§ **ASSIGNMENT**
What you output should match the data below exactly.

Top of DATASET ENTRIES

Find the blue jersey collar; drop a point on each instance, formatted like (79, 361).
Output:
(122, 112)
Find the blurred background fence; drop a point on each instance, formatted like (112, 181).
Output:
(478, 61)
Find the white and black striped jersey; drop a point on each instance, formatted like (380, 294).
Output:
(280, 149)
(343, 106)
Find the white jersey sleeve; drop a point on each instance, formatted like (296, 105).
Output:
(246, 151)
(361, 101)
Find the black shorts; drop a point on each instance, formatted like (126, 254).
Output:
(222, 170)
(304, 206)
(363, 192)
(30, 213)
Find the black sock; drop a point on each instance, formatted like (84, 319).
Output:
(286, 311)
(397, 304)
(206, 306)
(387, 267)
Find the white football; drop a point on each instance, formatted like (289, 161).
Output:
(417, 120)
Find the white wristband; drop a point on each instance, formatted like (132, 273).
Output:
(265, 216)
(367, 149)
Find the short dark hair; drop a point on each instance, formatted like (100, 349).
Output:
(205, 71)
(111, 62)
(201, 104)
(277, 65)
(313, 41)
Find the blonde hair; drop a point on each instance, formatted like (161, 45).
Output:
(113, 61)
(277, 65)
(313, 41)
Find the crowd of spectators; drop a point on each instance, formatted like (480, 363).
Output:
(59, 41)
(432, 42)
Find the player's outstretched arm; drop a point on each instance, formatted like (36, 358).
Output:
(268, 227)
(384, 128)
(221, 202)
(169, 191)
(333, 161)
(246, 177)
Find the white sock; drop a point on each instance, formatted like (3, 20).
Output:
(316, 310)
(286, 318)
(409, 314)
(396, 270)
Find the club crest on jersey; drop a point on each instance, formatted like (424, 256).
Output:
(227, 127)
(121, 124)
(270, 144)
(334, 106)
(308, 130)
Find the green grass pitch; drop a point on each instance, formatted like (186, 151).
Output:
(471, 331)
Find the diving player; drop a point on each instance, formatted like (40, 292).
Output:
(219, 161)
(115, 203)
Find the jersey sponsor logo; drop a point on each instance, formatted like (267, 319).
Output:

Bottom of DATASET ENTRIES

§ **TASK SOLUTION**
Find the blue jersey collar; drop a point on each instance, formatted like (79, 361).
Output:
(122, 112)
Find the blurred background fence; drop a point on each instance, formatted like (112, 181).
Output:
(478, 61)
Find the white and black striped jersey; drop a point on each instance, formatted like (380, 294).
Output:
(280, 149)
(343, 106)
Find the white jersey sleeve; drop a point on each instance, formatted like (296, 105).
Output:
(246, 151)
(361, 101)
Find the black shorts; drop a point on each instance, formatted like (126, 254).
Output:
(222, 170)
(304, 206)
(363, 192)
(30, 213)
Find the black sock; drop a point on each instance, formatted like (84, 319).
Output:
(286, 311)
(397, 304)
(206, 306)
(387, 267)
Find the white football; drop a point on each instance, formatted like (289, 161).
Output:
(417, 120)
Find the white wristband; drop a point on each instance, formatted like (132, 273).
Output:
(265, 216)
(367, 149)
Find the short dark hair; drop a point on each instance, formatted like (100, 349).
Output:
(205, 71)
(111, 62)
(201, 104)
(277, 65)
(313, 41)
Find the blonde hair; drop a point on each instance, formatted like (161, 45).
Output:
(113, 61)
(277, 65)
(313, 41)
Find the crowd of spectators; drop a point on each instance, formatted like (480, 363).
Output:
(59, 41)
(432, 42)
Find the player's outstretched arm; drop a point on each instance, formatted like (36, 358).
Output:
(268, 227)
(384, 128)
(221, 202)
(169, 191)
(333, 161)
(246, 177)
Find the white sock; drop a point on each instance, formatted like (3, 20).
Output:
(316, 310)
(286, 318)
(409, 314)
(396, 270)
Find the club crest on jersey; drop a point on each instance, formatted like (424, 256).
Output:
(227, 127)
(121, 124)
(270, 144)
(334, 106)
(308, 130)
Find the green grass pitch; drop a point on each instance, formatted like (186, 151).
Output:
(471, 331)
Find the diving player; drop a point on each instance, formatted like (40, 292).
Output:
(219, 161)
(115, 203)
Find the jersey sponsor logo; drop a point on each instance, formatted like (267, 319).
Output:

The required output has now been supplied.